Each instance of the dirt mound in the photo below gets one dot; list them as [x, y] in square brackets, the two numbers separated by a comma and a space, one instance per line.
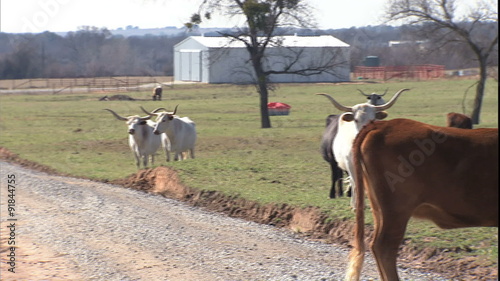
[309, 221]
[8, 156]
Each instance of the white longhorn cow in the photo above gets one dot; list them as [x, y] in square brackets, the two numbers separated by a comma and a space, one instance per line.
[181, 132]
[142, 141]
[349, 124]
[327, 146]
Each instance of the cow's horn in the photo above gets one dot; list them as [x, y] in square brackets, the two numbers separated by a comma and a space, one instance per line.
[391, 102]
[149, 113]
[363, 93]
[116, 115]
[156, 110]
[145, 118]
[336, 104]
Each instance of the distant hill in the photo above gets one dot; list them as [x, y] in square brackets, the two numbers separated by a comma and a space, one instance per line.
[161, 31]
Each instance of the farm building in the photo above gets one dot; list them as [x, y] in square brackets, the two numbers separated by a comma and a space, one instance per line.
[223, 60]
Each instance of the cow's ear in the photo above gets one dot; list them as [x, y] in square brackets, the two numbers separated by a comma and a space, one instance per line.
[381, 115]
[348, 117]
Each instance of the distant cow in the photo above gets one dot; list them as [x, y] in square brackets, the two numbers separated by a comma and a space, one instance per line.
[142, 141]
[157, 93]
[411, 169]
[458, 120]
[181, 132]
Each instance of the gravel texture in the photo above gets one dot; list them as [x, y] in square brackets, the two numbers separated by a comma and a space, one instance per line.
[74, 229]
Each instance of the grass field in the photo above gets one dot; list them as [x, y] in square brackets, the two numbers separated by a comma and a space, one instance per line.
[74, 135]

++++++++++++++++++++

» **WHAT IS NEEDED**
Reproduce all of the records above word for word, omitting the pictures.

» **TASK RESPONSE**
Each instance of the dirt mound in the photo below gets one dot; list them as [x, y] in square brackets, the two numbers separated by a comma and a space, one instance per line.
[309, 221]
[8, 156]
Each instance of the white longhorn cow in the photo above gets one dot; list them as [x, y] in square brackets, the two numbers separated by a comma and a space, one instance per line.
[181, 132]
[142, 141]
[349, 124]
[327, 146]
Each instance of the cow's horn in the photo above gets one dot; list them as [x, y] in square brackets, the two numbers separated by a comma and a space, one instance per line.
[391, 102]
[149, 113]
[363, 93]
[116, 115]
[156, 110]
[145, 118]
[336, 104]
Each instance of the distant hill in the photo above gets one dot; list them as [x, y] in square brackets, the two numbers separated by a comma and a space, one instance per line.
[161, 31]
Each instance of the farm building in the photo above gets one dot; list them as [x, y] in square brackets, the two numbers separated by a comma and a space, one instance per line.
[223, 60]
Each instance of the cow's ear in the photo above gets one dot; list them as [x, y] in square brackets, the two numbers separated by a comma and a space, one instance per line.
[381, 115]
[348, 117]
Each instance of the distant cow in the photo above gets one dot; list them as [x, y] in square brackets, the two numbers separated by a comma and a space, one instance per line.
[142, 141]
[157, 93]
[411, 169]
[458, 120]
[181, 132]
Each instance of the gravel texture in the photo above gets one dot; list them as [x, y] in square brackets, the two numbers separated by a comma and a space, one instance per line.
[74, 229]
Each instance of the grass field in the photo above gets one dot; list them as [x, y] in square brackets, the two numbers separated by a comma and a space, one instance per line.
[74, 135]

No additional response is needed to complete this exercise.